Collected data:
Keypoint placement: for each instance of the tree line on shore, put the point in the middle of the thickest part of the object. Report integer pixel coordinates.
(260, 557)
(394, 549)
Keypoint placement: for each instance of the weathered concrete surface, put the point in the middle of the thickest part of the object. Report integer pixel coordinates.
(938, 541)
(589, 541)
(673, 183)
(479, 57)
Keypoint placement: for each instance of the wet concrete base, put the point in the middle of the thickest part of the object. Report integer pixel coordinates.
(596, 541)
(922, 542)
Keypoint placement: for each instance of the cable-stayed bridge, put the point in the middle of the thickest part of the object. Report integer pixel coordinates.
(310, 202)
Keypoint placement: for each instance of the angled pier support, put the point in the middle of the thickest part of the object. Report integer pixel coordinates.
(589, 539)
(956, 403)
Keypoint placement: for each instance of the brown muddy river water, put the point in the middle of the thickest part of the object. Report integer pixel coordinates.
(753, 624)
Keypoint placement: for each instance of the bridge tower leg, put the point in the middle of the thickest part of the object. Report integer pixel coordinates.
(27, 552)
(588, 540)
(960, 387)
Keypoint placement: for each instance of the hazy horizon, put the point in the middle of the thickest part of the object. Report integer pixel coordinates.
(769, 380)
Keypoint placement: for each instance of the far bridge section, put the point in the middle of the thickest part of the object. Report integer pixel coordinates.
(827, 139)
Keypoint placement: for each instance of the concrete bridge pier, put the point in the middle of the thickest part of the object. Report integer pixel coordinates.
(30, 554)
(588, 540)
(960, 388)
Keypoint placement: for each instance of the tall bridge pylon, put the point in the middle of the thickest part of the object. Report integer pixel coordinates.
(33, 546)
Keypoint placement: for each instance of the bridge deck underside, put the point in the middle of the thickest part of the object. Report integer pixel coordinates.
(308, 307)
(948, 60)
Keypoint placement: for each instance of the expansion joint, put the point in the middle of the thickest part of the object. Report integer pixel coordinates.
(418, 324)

» ASSIGNMENT
Write the entries above out again, verbatim.

» RESPONSE
Keypoint placement: for each instance of the tree line on shore, put the point in the middle of the thickest part of the object. Report integer pixel coordinates.
(260, 557)
(394, 549)
Keypoint placement: for each instance of the weathered concrete surface, put the point in the middle of the thickest part of the object. Report integer pixel coordinates.
(938, 541)
(589, 541)
(673, 183)
(479, 57)
Keypoint placement: for each instance of the wet concrete base, put the point in the middle of the thickest part of the object. Report integer pixel coordinates.
(596, 541)
(922, 542)
Keypoint placement: for each instance of the cable-stayed bridge, put the point in the middle of the thickest part of the object. Report integer pixel coordinates.
(310, 202)
Keypoint placement: for each instance of the angled pier support, put the point in the middle of the thickest part of the object. Report integer pixel coordinates.
(589, 539)
(956, 403)
Keypoint placement: for each instance of the brown muddy river water, put the point in the middle of the thickest part of the object. Report integer pixel coordinates.
(753, 624)
Keypoint placement: for each instance of the bridge tower leg, put the point in the middle of the thickest part of the object. Report integer pixel coordinates.
(27, 552)
(588, 540)
(960, 387)
Keypoint placement: for each instance of the hazy horizon, put the point in the middle of the thickest part of the object. Report integer pixel coordinates.
(769, 380)
Keypoint placement: for each instance of the far bridge section, put the point in the middle of the thickest part of the object. Report integer pixel coordinates.
(827, 139)
Keypoint placement: for each instance of the concrete bridge pier, put the point in the middle of the thickest part of the object. Report integer pixel coordinates.
(30, 554)
(588, 540)
(960, 388)
Keypoint placement: for each instance of the tall bridge pylon, put the point in the middle of the thickest part of the object. Report integer pixel coordinates.
(33, 546)
Keypoint placement: for each instance of the bridge deck underside, put the point in the middle of the thickest part of the object. Report integer pixel coordinates.
(308, 307)
(948, 60)
Keypoint placement: for each instance of the expansion joint, put the point in the middle of the thickest part of the object. Report integer pixel coordinates.
(418, 324)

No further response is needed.